TASK OBJECTIVE — Locate every line in the rows below that contains the word "dark" and copy each of those lines in full.

+++ DATA ENTRIES +++

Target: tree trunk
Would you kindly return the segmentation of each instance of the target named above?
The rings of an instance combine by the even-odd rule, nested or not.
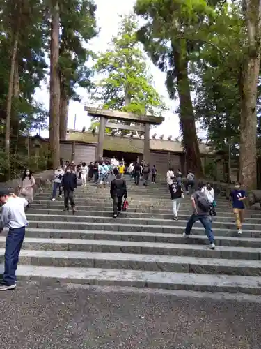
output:
[[[257,90],[260,64],[261,1],[246,0],[244,17],[248,40],[241,76],[240,181],[256,188]]]
[[[10,69],[8,94],[7,98],[7,105],[6,105],[5,151],[6,156],[6,162],[8,165],[8,180],[10,180],[11,179],[11,167],[10,167],[10,121],[11,121],[11,110],[12,110],[12,98],[14,91],[13,87],[14,87],[15,68],[15,61],[17,56],[20,22],[21,22],[21,17],[19,16],[18,18],[18,24],[16,28],[16,32],[15,34],[13,50],[12,50],[11,67]]]
[[[182,47],[184,45],[184,47]],[[177,92],[180,98],[180,118],[186,151],[186,167],[198,177],[202,177],[203,169],[198,141],[196,130],[195,117],[190,95],[188,77],[188,61],[186,41],[180,40],[180,45],[173,45],[175,60],[175,73],[177,77]]]
[[[66,139],[67,124],[68,121],[69,98],[61,96],[60,99],[60,139]]]
[[[60,163],[59,29],[59,5],[58,1],[55,0],[52,9],[51,23],[49,115],[49,144],[52,165],[54,168]]]
[[[17,59],[15,59],[14,84],[13,84],[13,98],[15,103],[14,103],[15,107],[12,110],[11,121],[10,121],[10,128],[12,130],[12,134],[17,138],[19,136],[19,130],[20,124],[19,113],[17,112],[17,103],[19,101],[19,91],[20,89],[19,83],[18,60],[17,57]]]

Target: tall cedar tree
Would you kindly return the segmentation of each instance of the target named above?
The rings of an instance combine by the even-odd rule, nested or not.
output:
[[[195,51],[208,40],[214,10],[204,0],[137,0],[135,10],[146,21],[139,40],[154,63],[166,73],[170,97],[177,91],[187,168],[201,176],[189,68]]]
[[[94,70],[105,77],[96,85],[95,99],[106,109],[161,116],[165,104],[148,73],[137,28],[135,16],[123,17],[111,46],[98,57]]]
[[[63,1],[60,9],[60,138],[66,137],[69,101],[80,101],[75,89],[91,86],[92,70],[86,65],[93,55],[87,45],[97,34],[93,0]]]
[[[247,51],[241,75],[240,181],[248,189],[257,181],[257,96],[261,48],[261,0],[244,0]]]
[[[51,163],[55,168],[60,162],[60,75],[59,75],[60,6],[58,0],[52,1],[51,8],[50,45],[50,112],[49,145]]]

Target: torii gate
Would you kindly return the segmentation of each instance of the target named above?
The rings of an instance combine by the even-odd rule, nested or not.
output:
[[[147,163],[150,162],[150,126],[160,125],[161,122],[164,121],[164,117],[149,115],[138,115],[132,112],[118,112],[88,106],[84,107],[84,110],[88,112],[88,116],[100,118],[96,158],[100,158],[103,156],[105,128],[109,128],[144,133],[143,159]],[[107,119],[135,122],[139,123],[139,125],[131,126],[124,125],[122,124],[111,123]]]

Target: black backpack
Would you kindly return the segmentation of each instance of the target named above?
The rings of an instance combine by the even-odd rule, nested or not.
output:
[[[204,193],[201,192],[198,192],[197,194],[198,194],[198,198],[196,200],[197,206],[203,212],[206,213],[209,212],[212,205],[209,201],[208,200],[207,196],[205,194],[204,194]]]

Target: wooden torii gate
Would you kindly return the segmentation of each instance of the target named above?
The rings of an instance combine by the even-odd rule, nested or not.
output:
[[[88,112],[88,115],[100,118],[100,127],[98,132],[98,143],[97,147],[96,158],[103,156],[105,128],[117,128],[118,130],[129,130],[142,132],[144,133],[143,160],[149,163],[150,160],[150,126],[160,125],[164,121],[161,117],[149,115],[138,115],[132,112],[118,112],[106,109],[98,109],[91,107],[84,107],[84,110]],[[109,120],[119,120],[128,122],[139,123],[139,125],[125,125],[123,124],[113,123]]]

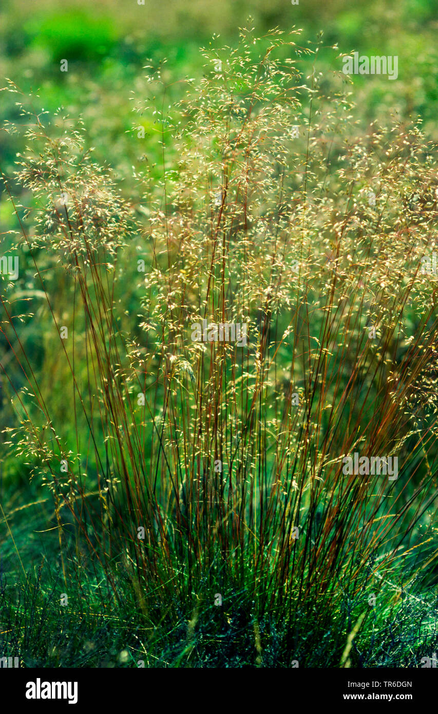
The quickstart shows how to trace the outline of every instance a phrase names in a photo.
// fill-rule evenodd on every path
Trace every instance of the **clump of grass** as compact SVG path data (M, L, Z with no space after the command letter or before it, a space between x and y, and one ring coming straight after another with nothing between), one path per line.
M131 593L147 666L415 666L436 641L412 599L437 553L432 147L361 131L348 81L297 39L204 51L168 111L148 76L134 109L162 162L135 168L141 205L78 125L22 104L16 250L58 382L34 368L9 284L6 445L52 493L63 587L86 573L111 612ZM248 343L194 341L203 320L248 324ZM345 473L355 451L397 456L398 478Z

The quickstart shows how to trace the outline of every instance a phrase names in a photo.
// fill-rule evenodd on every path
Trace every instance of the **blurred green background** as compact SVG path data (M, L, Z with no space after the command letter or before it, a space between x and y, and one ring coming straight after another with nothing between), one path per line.
M213 34L220 35L220 44L235 44L249 16L256 34L295 26L303 29L303 44L315 43L323 31L323 46L337 44L340 54L398 55L397 81L354 78L364 120L392 111L418 116L427 133L438 138L437 0L300 0L298 5L290 0L145 0L144 5L137 0L3 0L0 75L24 91L38 90L41 106L51 112L62 105L73 116L82 114L96 158L129 165L129 98L139 89L145 65L156 66L166 57L167 81L196 77L204 62L200 46ZM332 56L327 54L325 69L339 71L342 61L333 66ZM68 61L66 73L60 71L63 59ZM324 47L320 60L324 62ZM2 119L16 119L14 99L5 94L0 111ZM1 132L5 173L16 151L14 140Z

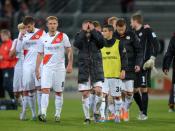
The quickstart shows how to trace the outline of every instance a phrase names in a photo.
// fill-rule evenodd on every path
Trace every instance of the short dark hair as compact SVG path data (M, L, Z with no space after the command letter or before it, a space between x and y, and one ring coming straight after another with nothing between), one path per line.
M137 21L139 24L143 23L143 16L140 13L135 13L131 16L131 19Z
M25 16L24 20L23 20L23 24L24 25L28 25L28 24L34 24L35 20L32 16Z
M103 28L107 28L109 31L114 32L114 27L112 25L104 25Z
M126 25L126 21L124 18L120 18L117 20L116 26L123 27L124 25Z
M56 16L49 16L46 18L46 21L48 22L49 20L56 20L58 22L58 18Z
M92 23L93 23L94 27L101 27L99 21L93 21Z
M84 20L83 24L85 24L85 23L93 23L93 21L92 20Z
M1 34L8 36L9 38L11 37L11 33L8 29L2 29L0 31Z

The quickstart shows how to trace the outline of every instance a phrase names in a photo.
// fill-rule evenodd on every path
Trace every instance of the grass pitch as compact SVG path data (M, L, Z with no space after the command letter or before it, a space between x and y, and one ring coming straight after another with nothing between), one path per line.
M149 119L138 121L138 108L133 102L130 121L116 124L113 121L83 125L81 100L65 98L61 123L54 122L54 99L51 98L47 113L47 122L20 121L18 111L0 111L0 131L175 131L175 113L168 113L167 100L150 100ZM27 118L31 113L28 109Z

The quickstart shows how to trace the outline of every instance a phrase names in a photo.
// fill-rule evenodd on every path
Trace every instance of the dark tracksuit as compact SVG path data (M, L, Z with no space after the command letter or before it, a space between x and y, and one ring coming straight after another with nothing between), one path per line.
M175 34L171 37L168 49L163 58L162 70L169 70L171 63L173 62L173 75L172 75L172 89L170 91L169 106L174 109L174 99L175 99Z

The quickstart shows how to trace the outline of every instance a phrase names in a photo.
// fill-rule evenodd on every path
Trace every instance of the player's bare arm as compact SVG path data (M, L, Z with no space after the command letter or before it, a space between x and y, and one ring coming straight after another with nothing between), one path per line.
M71 73L73 68L72 68L72 64L73 64L73 51L71 47L66 48L66 52L67 52L67 57L68 57L68 64L66 67L66 71L67 73Z

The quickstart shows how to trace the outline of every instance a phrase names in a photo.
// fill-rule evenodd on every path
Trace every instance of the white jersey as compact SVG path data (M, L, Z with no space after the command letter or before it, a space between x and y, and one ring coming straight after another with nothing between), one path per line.
M18 50L20 50L20 48L23 50L25 65L32 65L35 68L38 47L39 44L41 44L39 39L44 34L45 32L43 30L35 28L34 32L26 32L22 39L19 38L21 46L17 46L17 48Z
M11 47L10 51L12 51L14 48L16 50L17 44L19 44L18 41L19 41L18 39L13 40L12 47ZM17 63L15 65L15 68L22 69L22 64L23 64L23 59L24 59L24 55L23 55L22 50L20 52L16 51L16 58L17 58Z
M43 68L65 70L65 48L71 47L69 38L62 32L56 32L54 36L47 33L42 37L42 45L39 52L44 53Z

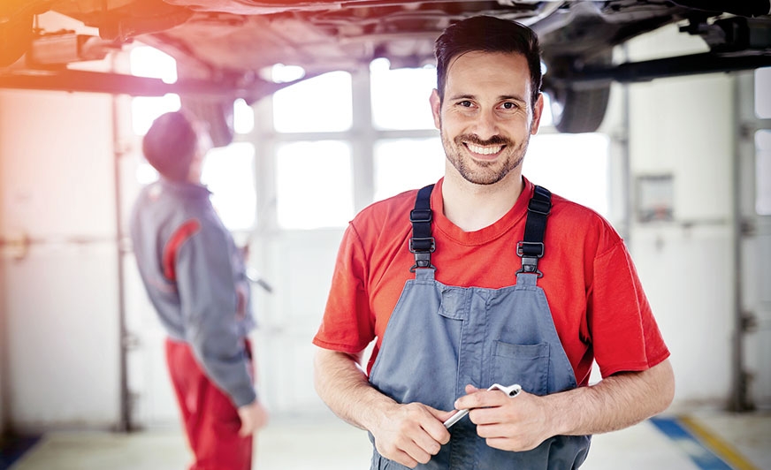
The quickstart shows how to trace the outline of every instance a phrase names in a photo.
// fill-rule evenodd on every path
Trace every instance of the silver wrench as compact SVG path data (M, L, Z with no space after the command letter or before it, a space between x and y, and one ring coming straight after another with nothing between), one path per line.
M500 390L503 393L506 393L507 396L513 398L516 397L517 395L519 395L519 392L522 391L522 387L519 386L519 383L515 383L514 385L509 385L508 387L504 387L503 385L501 385L500 383L493 383L492 385L490 385L490 388L487 390ZM444 422L445 428L449 429L452 425L454 425L456 422L458 422L459 421L461 421L461 418L469 414L469 411L471 411L471 410L469 410L468 408L465 410L456 411L454 414L453 414L452 416L447 418L447 421L446 421Z

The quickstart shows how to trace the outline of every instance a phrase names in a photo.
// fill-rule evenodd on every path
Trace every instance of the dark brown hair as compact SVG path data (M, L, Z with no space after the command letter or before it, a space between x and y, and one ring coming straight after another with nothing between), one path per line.
M167 179L184 181L198 146L193 123L181 111L167 112L153 121L142 140L148 163Z
M541 89L541 51L538 37L531 28L509 19L477 16L445 29L436 42L437 91L445 98L445 82L450 61L471 51L523 54L530 67L531 105L535 106Z

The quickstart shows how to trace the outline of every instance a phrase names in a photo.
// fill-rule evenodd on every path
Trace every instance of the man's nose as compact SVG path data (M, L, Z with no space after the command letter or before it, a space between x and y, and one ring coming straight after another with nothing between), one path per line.
M476 134L479 139L486 140L493 135L499 134L499 123L492 110L482 110L477 117L475 123Z

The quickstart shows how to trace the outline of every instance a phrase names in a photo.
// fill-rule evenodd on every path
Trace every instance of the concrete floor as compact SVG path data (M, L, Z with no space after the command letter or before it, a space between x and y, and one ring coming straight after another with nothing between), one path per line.
M582 470L771 470L771 412L701 413L665 420L690 423L696 438L644 421L594 436ZM371 451L366 433L337 420L273 420L256 446L254 467L259 470L362 470L369 468ZM179 429L52 432L10 469L183 470L187 464L189 453Z

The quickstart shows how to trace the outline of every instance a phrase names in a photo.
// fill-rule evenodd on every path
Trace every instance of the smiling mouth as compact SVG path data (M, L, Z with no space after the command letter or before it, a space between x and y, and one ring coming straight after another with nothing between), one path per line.
M505 145L477 145L472 144L470 142L464 142L463 145L466 146L466 148L469 149L472 154L481 155L493 155L500 153L503 150Z

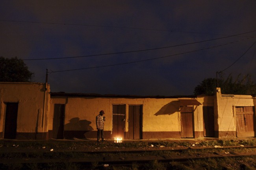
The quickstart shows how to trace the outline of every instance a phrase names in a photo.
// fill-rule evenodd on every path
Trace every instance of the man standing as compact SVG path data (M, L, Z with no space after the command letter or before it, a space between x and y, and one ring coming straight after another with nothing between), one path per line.
M104 111L101 110L100 114L96 116L96 126L98 131L97 132L97 141L100 142L100 133L101 134L101 139L102 141L106 141L104 139L104 128L105 117L103 115L105 114Z

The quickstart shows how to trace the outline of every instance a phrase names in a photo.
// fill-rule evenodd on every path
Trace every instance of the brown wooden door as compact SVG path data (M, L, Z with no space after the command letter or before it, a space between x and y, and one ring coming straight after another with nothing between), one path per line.
M182 106L180 108L181 115L181 137L194 137L193 130L193 107Z
M65 105L54 104L54 113L52 126L52 138L63 139Z
M237 137L254 137L255 120L252 106L236 107L236 118Z
M113 105L112 138L124 139L125 133L125 105Z
M214 137L214 113L213 106L203 106L204 136Z
M14 139L16 137L18 105L19 103L6 103L4 134L5 139Z
M142 139L141 106L129 106L128 134L130 139Z

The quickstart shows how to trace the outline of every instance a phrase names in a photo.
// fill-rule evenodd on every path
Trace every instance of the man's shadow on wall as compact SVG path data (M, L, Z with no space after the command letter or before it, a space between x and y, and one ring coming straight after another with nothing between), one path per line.
M93 130L90 125L91 122L87 120L80 120L79 117L74 117L69 121L69 123L65 125L65 138L86 138L86 133Z
M172 101L164 105L154 115L171 115L179 111L180 109L180 101Z

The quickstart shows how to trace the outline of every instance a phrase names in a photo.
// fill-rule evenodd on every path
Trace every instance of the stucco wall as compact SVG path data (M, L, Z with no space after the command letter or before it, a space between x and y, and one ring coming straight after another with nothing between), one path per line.
M17 139L26 139L26 136L35 137L35 132L42 133L46 130L42 122L47 119L48 110L46 103L44 119L43 120L45 84L36 83L0 83L0 132L4 132L5 110L6 102L18 102L17 117ZM46 91L46 102L50 95L48 86ZM4 134L3 134L2 136ZM29 138L31 136L28 137Z
M217 92L215 113L218 137L236 137L236 106L254 106L253 97L247 95L222 95Z
M101 110L104 110L106 113L104 131L111 133L112 128L112 107L115 104L126 106L125 131L127 132L128 106L141 105L143 110L143 139L158 138L158 136L177 138L180 136L180 114L178 99L53 97L51 103L49 130L52 129L55 104L65 104L64 130L66 133L69 131L96 132L95 117ZM194 107L194 118L197 122L195 130L198 132L203 131L202 108L201 106ZM95 133L93 134L95 135Z

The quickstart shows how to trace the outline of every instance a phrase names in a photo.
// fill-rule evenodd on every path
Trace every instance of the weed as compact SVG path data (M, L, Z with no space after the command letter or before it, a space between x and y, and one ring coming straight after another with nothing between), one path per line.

+++

RESULT FOR THIS EXERCISE —
Trace every instance of the short dark hair as compact SVG path data (M, L, Z with no space after the command letter or before it, a space between x and y, and one ring coming straight after another with nothing between), one path per line.
Trace every instance of the dark tracksuit as compact SVG path data (M, L, Z with no space after the command letter or before it, a space between x and y, and one ring coming straight after another with nothing between), one path per line.
Trace every instance of the dark brown hair as compact SVG path data (M, L, Z with no space after the command letter or before it, a space between x and y, and one ring coming straight after another with nothing between), one path per line.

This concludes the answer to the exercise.